> Problem to work on
Check every line below for the word "blue" and copy the ones that have it.

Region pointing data
※

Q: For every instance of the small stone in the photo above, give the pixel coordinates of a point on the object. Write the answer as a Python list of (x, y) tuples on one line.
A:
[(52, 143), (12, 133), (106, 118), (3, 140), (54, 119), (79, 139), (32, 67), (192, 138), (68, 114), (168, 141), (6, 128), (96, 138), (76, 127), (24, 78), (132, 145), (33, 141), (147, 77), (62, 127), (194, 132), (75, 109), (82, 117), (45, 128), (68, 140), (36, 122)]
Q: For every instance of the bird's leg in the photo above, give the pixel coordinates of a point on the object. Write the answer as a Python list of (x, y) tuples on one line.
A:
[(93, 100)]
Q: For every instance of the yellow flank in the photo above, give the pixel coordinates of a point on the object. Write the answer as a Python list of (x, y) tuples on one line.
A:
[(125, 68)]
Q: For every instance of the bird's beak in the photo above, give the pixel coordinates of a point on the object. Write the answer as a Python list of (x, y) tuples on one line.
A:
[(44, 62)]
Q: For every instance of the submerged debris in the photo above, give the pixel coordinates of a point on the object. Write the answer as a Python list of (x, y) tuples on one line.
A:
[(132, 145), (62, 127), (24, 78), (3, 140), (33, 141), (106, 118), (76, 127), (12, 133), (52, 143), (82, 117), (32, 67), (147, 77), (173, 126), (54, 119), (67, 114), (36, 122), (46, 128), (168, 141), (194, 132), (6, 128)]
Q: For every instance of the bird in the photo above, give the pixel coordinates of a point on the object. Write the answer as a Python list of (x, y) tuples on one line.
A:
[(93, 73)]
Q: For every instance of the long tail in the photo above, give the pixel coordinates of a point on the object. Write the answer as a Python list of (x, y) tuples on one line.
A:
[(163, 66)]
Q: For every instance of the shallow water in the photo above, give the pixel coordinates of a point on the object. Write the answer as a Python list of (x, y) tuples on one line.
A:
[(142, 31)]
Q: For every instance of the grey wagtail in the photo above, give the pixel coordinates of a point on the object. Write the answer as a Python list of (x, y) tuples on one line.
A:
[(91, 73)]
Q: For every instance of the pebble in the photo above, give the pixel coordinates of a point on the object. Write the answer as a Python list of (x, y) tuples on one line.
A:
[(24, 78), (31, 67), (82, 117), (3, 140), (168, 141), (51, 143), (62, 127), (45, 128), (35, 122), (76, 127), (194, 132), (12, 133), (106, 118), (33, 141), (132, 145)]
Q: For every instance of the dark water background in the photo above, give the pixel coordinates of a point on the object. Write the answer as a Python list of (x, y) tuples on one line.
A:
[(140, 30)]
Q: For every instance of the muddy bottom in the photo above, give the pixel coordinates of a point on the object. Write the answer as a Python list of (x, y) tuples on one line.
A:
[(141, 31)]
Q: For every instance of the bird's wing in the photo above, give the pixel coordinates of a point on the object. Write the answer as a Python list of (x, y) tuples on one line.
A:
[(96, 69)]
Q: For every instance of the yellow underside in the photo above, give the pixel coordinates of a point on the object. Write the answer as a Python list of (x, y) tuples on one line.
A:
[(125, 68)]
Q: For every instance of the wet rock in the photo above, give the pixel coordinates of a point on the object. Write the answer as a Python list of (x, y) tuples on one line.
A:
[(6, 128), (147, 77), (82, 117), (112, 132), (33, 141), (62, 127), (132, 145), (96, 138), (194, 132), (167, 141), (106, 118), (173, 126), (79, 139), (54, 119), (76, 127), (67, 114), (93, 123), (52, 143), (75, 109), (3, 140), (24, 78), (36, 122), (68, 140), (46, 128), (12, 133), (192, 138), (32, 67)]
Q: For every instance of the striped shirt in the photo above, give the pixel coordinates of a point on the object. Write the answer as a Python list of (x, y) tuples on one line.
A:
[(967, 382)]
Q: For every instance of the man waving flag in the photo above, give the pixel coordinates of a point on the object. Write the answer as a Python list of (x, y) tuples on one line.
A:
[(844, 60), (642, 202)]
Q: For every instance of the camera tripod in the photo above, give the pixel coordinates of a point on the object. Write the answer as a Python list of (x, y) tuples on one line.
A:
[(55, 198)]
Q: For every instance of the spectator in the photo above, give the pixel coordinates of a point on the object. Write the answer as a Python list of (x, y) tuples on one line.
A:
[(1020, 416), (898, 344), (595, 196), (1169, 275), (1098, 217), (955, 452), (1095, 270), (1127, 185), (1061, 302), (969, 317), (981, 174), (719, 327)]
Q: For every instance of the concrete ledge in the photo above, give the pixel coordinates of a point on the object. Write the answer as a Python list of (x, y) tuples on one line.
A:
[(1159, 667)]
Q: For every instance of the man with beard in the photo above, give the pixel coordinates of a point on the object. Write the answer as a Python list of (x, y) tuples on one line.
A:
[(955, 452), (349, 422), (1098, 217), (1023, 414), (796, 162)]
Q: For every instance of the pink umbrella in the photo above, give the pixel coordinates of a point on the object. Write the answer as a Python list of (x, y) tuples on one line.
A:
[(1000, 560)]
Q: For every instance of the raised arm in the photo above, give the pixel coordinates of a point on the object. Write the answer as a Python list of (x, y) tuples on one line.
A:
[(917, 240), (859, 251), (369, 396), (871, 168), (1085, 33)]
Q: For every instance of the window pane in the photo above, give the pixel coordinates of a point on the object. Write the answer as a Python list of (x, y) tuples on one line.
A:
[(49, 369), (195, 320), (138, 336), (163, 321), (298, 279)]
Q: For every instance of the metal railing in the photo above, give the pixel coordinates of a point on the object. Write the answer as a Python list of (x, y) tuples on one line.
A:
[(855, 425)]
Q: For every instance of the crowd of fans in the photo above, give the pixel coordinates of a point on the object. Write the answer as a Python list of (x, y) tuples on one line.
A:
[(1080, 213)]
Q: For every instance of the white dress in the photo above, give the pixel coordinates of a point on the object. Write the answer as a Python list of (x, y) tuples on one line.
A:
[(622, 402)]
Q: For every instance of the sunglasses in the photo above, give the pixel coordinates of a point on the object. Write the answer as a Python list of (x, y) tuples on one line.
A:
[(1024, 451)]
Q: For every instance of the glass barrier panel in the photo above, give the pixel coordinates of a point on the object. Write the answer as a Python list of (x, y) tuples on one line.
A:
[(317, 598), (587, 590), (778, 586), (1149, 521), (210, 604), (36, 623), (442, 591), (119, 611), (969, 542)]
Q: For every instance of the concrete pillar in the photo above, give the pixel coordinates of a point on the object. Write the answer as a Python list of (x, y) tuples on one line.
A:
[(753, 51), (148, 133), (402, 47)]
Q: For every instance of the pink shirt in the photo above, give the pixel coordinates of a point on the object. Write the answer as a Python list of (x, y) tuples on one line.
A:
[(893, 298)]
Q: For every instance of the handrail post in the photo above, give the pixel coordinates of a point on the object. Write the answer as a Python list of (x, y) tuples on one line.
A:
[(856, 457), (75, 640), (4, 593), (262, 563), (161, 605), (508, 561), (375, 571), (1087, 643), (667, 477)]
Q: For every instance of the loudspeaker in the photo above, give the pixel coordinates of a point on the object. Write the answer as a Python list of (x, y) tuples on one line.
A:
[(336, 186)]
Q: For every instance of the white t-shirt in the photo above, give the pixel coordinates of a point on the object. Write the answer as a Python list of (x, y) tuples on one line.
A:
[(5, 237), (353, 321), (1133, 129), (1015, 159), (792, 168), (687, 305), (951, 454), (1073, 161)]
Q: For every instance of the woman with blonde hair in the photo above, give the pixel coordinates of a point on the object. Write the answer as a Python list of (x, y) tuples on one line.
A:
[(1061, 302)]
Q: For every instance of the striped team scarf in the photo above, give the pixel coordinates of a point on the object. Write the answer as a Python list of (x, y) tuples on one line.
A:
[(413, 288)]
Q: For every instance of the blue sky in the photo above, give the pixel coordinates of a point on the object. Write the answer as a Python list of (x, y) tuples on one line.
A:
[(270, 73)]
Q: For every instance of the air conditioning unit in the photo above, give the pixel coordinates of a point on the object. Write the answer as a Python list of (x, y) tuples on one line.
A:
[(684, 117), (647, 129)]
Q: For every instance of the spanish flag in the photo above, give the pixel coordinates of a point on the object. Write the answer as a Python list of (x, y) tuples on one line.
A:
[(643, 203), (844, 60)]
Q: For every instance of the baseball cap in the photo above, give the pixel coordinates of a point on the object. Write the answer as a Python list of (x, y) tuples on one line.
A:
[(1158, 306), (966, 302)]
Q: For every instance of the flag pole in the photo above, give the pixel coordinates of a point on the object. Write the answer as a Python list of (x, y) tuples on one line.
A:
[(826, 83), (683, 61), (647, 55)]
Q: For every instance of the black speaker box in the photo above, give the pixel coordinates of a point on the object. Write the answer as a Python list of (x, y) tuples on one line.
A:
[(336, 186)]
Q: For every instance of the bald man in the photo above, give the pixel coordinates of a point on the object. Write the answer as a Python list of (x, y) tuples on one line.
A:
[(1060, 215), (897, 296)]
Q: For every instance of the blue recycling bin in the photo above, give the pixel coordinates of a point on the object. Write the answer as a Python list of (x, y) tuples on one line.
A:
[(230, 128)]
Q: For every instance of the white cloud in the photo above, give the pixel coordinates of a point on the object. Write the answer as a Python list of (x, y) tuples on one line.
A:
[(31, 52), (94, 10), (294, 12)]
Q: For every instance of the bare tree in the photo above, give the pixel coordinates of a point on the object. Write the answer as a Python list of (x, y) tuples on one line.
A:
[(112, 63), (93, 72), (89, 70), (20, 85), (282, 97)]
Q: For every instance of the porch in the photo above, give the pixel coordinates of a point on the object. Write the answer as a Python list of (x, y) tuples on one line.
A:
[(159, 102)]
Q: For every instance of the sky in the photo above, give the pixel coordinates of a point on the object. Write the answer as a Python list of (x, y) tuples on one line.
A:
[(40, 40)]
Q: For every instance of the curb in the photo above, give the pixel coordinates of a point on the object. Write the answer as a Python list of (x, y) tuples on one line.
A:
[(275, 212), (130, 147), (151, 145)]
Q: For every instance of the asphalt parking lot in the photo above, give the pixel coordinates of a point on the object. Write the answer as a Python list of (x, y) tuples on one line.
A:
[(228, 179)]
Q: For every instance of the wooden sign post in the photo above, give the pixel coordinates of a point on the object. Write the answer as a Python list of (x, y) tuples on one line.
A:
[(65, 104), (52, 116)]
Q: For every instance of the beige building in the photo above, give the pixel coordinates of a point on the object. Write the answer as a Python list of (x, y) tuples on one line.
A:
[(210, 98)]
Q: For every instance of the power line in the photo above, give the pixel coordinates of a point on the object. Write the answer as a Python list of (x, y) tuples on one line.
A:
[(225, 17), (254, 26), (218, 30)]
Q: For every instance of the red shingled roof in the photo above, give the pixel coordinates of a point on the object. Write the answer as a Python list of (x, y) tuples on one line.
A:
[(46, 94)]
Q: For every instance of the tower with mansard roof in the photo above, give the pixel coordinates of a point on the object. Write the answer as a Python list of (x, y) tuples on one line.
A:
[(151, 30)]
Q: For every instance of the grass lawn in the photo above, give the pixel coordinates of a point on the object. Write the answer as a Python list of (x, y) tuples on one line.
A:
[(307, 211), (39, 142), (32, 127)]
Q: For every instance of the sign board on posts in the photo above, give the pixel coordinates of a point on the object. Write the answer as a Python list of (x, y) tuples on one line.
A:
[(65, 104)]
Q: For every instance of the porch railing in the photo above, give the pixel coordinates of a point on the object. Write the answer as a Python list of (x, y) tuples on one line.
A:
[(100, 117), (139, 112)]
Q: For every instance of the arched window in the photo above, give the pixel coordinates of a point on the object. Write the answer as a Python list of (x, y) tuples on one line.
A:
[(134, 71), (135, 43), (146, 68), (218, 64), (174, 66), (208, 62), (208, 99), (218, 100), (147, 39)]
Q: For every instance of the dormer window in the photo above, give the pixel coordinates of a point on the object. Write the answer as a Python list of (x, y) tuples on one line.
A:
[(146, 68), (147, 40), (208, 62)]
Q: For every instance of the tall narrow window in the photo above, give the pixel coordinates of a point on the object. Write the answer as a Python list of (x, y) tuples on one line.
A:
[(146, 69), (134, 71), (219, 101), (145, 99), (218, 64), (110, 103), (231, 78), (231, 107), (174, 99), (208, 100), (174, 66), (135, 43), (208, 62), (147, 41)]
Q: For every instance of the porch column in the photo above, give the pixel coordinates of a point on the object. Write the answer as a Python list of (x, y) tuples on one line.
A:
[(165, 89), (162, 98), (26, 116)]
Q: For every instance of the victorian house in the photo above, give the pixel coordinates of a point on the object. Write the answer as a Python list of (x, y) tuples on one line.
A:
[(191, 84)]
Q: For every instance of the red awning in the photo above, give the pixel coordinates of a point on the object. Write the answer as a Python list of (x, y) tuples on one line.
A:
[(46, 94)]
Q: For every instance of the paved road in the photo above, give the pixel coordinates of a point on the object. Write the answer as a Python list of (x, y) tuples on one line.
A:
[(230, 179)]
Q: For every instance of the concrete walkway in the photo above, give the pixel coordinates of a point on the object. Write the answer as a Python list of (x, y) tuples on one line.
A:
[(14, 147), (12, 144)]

※

> Final answer
Q: For every instance of the blue sky in the photo above, give the pixel coordinates of a point on the object. Write the answer as a Python list of (x, y) tuples on one line.
Q: For every instance of the blue recycling bin in the photo above, give the pixel coordinates of a point on the object. Write the answer as a Python list of (x, y) tuples on one line.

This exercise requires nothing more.